▸ Texto proporcionado:
3 de mayo de 2024

Recuerdos olvidados 11. Un ligue memorable

Andaría yo entonces por los 17 o quizá los 18 años y acababa de empezar la carrera. Tenía una buena pandilla de amigos y amigas, ellos procedentes de mi etapa escolar y ellas primas, hermanas o vecinas nuestras, jovencitas entre los 15 y los 17 que habíamos ido introduciendo poco a poco en el grupo. Nuestro principal entretenimiento eran aquellos fantásticos guateques de los sesenta, siempre por las tardes, porque eran tiempos de costumbres mojigatas y castidad impuesta, y ellas tenían que estar en casa no más tarde de las diez de la noche. Infringir aquella norma solía ser causa de serias reprimendas.

Uno de mis amigos, antiguo compañero de colegio, con el que luego coincidí en la Escuela de Ingenieros Agrónomos de Madrid y con quien mantengo una buena amistad -Sise, para los amigos-, venía con cierta frecuencia a casa, puede que a revisar juntos apuntes de algún tema que se nos atragantara o quizá a correr por la Casa de Campo por aquello de mens sana y corpore sano. Yo vivía entonces en la calle de Ferraz de Madrid, muy cerca del Paseo de Moret. Enfrente de mi portal había una cafetería que se llamaba Bacuco, entonces muy de moda, frecuentada por estudiantes universitarios residentes en los colegios mayores de alrededor. Allí iban con mucha frecuencia Los Gemelos, aquel conocido dúo que acompañó con sus guitarras a María Dolores Pradera durante sus últimos años. Cuando Sise y yo terminábamos de estudiar o de trotar bajo los pinos cruzábamos a esa cafetería, pedíamos unas cañas y prolongábamos un rato la jornada.

▸ Tarea:
Según el texto, ¿cómo se llamaba la cafetería que había enfrente del portal de quien escribe? Las filas no intervienen en esto.

▸ Filas registradas:
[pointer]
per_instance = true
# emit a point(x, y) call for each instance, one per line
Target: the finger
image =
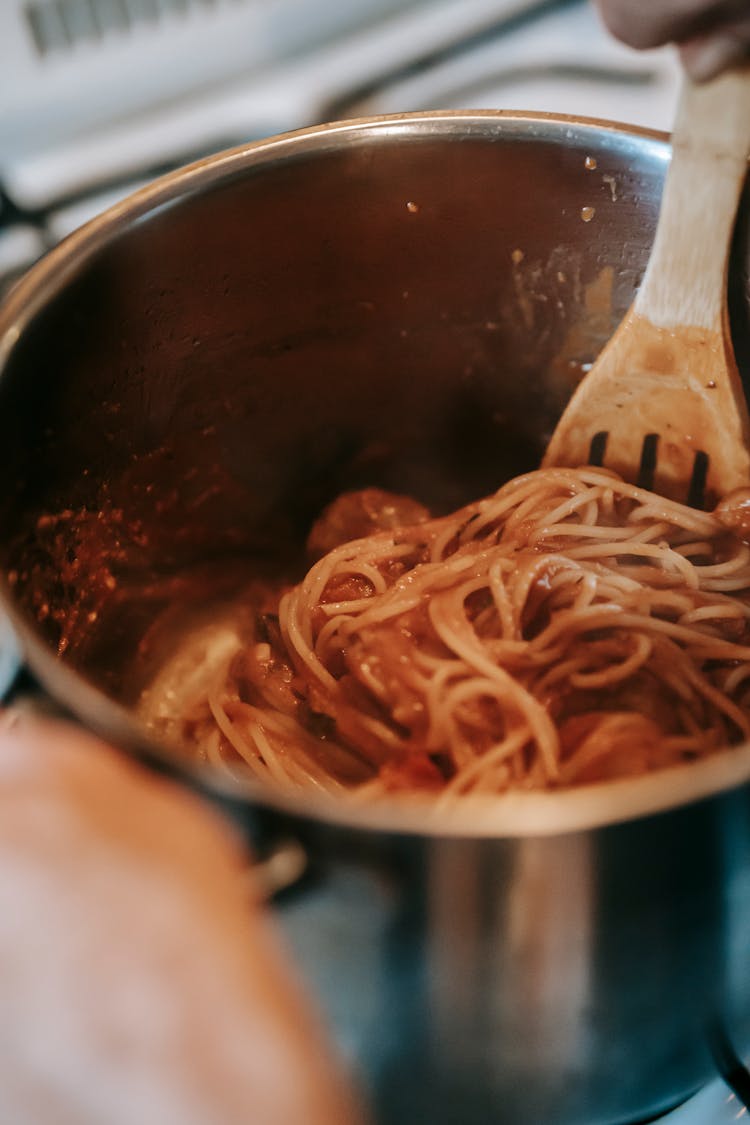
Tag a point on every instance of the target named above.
point(705, 56)
point(644, 24)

▸ Solución:
Se llamaba Bacuco.